• Given text:
BEGIN

By Sammie Ann Wicks
“You’re telling me that I had a heart attack?” These were the first incredulous words Scott Eckenrode remembers saying after a routine afternoon with his wife in their Chandler living room last Aug. 3.
Now, he lay under the glare of Dignity Chandler Regional’s Emergency Department lights, wondering what had happened.
“My wife and I were having an animated discussion about something or other, but I had no recollection of anything after that ‘til I woke up in the hospital,” Eckenrode recalls.
With no warning and no previous symptoms, the healthy 59-year-old long-distance biker had suffered what doctors call Sudden Cardiac Arrest, a medical event that causes as many as 383,000 adult deaths in the United States annually.
Eckenrode’s experience defied these odds, but his ultimate survival was due in large part to the quick action of his wife, Sue, who had learned cardiopulmonary resuscitation while a Girl Scout troop leader in Pennsylvania 20 years ago.
“We were required to get certified in CPR with the Girl Scouts, but I never thought I would need it,” Sue admits. “But on that day, I was thankful I knew what to do.”

END

• List of tasks:
A: According to the article on Scott Eckenrode's cardiac arrest, where and in what role did Sue learn CPR?
B: Reproduce the article on Scott Eckenrode's cardiac arrest from "Eckenrode’s experience defied" up to and including "20 years ago.".
C: Write the next part of the article on Scott Eckenrode's cardiac arrest, picking up after its final sentence.

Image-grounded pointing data
BEGIN

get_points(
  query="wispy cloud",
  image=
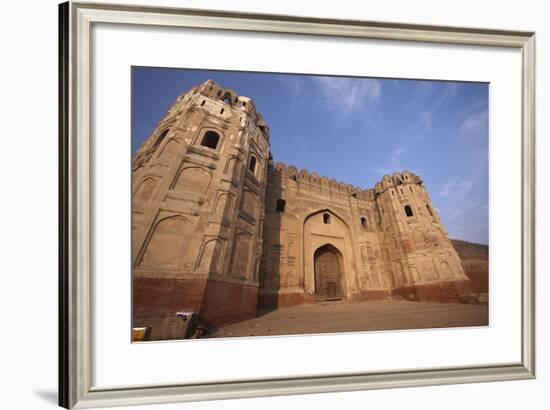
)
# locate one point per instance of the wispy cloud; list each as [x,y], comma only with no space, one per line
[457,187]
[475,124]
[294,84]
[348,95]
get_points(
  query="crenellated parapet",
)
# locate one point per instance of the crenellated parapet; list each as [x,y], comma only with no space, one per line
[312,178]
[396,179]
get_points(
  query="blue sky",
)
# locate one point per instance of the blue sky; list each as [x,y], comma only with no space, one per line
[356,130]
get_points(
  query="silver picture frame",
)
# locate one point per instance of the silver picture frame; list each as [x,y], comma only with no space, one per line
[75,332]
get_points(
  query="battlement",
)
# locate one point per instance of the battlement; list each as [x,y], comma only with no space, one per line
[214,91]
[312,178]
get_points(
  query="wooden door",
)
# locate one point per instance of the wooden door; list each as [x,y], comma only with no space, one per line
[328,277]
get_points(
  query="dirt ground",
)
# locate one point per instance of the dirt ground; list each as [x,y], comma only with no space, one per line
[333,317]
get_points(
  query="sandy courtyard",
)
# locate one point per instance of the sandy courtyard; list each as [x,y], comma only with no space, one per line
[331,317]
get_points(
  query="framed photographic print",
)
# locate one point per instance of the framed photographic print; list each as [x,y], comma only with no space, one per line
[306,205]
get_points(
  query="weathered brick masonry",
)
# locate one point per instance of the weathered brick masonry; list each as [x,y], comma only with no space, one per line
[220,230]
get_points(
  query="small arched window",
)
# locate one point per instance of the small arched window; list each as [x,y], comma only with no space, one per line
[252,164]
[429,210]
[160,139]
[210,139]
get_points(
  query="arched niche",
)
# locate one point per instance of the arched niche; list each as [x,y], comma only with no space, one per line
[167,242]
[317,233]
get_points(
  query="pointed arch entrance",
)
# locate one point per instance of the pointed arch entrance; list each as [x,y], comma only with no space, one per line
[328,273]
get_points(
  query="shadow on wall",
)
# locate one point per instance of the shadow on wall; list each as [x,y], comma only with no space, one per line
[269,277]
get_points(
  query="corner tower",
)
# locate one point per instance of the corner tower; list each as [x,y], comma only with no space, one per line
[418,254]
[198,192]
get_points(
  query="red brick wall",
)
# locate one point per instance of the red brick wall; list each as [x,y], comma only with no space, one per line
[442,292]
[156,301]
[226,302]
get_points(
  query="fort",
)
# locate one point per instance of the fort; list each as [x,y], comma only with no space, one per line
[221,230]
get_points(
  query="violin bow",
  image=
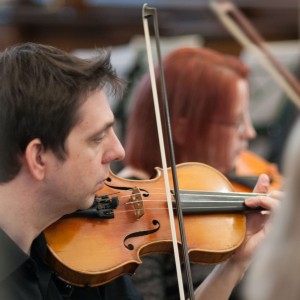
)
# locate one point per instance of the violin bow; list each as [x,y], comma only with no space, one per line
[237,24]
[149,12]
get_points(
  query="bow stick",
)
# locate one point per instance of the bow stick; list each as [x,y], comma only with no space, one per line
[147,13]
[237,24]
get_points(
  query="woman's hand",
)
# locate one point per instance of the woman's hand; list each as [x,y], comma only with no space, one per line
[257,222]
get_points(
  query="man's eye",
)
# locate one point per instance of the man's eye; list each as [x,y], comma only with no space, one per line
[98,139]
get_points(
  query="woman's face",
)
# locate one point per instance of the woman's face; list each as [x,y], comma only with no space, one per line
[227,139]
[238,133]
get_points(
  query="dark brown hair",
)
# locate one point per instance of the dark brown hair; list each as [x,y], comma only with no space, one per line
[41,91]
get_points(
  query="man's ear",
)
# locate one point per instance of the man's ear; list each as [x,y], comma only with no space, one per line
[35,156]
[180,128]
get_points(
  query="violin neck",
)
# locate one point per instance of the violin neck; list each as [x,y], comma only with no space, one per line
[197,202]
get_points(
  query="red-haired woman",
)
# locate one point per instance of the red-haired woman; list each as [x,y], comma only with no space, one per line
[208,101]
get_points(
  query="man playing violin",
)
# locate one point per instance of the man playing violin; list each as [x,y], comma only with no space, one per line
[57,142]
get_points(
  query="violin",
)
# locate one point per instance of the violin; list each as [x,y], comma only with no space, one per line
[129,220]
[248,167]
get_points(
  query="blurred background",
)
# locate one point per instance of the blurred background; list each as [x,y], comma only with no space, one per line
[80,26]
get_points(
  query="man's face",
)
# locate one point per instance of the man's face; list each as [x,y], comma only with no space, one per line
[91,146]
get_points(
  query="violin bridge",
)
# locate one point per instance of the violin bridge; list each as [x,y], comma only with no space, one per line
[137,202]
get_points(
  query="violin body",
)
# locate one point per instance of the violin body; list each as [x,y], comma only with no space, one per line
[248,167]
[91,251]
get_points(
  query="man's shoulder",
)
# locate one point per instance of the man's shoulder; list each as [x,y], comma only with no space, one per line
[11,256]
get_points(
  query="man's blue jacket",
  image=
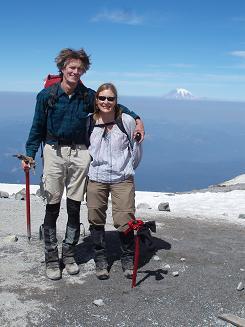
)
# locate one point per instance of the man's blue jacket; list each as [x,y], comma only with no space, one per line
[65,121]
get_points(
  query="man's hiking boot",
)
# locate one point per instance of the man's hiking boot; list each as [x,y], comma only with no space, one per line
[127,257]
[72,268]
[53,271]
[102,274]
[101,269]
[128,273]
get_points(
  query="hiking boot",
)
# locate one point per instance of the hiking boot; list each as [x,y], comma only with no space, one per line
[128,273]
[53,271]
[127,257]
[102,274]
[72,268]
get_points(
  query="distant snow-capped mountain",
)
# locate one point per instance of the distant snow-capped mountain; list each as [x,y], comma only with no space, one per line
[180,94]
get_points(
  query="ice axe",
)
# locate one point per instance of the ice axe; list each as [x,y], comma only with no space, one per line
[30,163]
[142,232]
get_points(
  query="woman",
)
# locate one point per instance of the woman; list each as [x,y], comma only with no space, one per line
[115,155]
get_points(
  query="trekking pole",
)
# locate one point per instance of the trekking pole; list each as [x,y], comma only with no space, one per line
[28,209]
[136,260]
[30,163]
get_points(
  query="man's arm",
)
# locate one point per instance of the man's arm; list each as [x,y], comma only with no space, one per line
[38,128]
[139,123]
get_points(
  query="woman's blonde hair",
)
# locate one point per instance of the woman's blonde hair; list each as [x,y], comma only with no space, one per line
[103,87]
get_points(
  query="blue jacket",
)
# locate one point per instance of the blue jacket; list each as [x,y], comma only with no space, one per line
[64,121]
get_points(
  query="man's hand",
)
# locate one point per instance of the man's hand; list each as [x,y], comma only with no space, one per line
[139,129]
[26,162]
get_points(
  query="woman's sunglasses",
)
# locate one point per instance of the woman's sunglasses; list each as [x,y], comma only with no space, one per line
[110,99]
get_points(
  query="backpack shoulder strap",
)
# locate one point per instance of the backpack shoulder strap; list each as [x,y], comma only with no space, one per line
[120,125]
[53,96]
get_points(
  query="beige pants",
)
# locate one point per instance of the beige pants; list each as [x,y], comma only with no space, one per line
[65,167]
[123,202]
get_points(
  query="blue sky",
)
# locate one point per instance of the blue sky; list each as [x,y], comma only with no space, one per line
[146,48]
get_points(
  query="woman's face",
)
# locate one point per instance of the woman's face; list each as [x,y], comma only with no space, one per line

END

• Set of answers:
A: She learned CPR as a Girl Scout troop leader in Pennsylvania 20 years ago.

B:
Eckenrode’s experience defied these odds, but his ultimate survival was due in large part to the quick action of his wife, Sue, who had learned cardiopulmonary resuscitation while a Girl Scout troop leader in Pennsylvania 20 years ago.

C:
At first, she says she didn’t know what was going on. “It was a normal night—Scott and I had had a little dinner and were talking, and I looked over at him and he looked like he was asleep,” she recounts. “But when he didn’t respond after I tapped him on the leg, I knew something was really wrong.”
With her husband now totally unconscious, Sue says she moved instantaneously into an almost automatic mode.
“I was terrified, but when it all started happening, nothing was really a conscious decision—I just started doing what I needed to do.” In spite of her understandably extreme emotions, she was now methodically moving through the steps that are taught in basic CPR courses.
“I started going through the motions. Fortunately, I had my cell phone on my lap, and called 911 immediately, then got up and unlocked the front door like you’re supposed to,” she says.
“All the while, I kept thinking, ‘I need to start CPR.’ His heart was definitely not beating.”
She adds one of the dangers of this type of attack is the potential for brain damage if oxygen and blood-flow don’t reach the brain after the heart stops beating.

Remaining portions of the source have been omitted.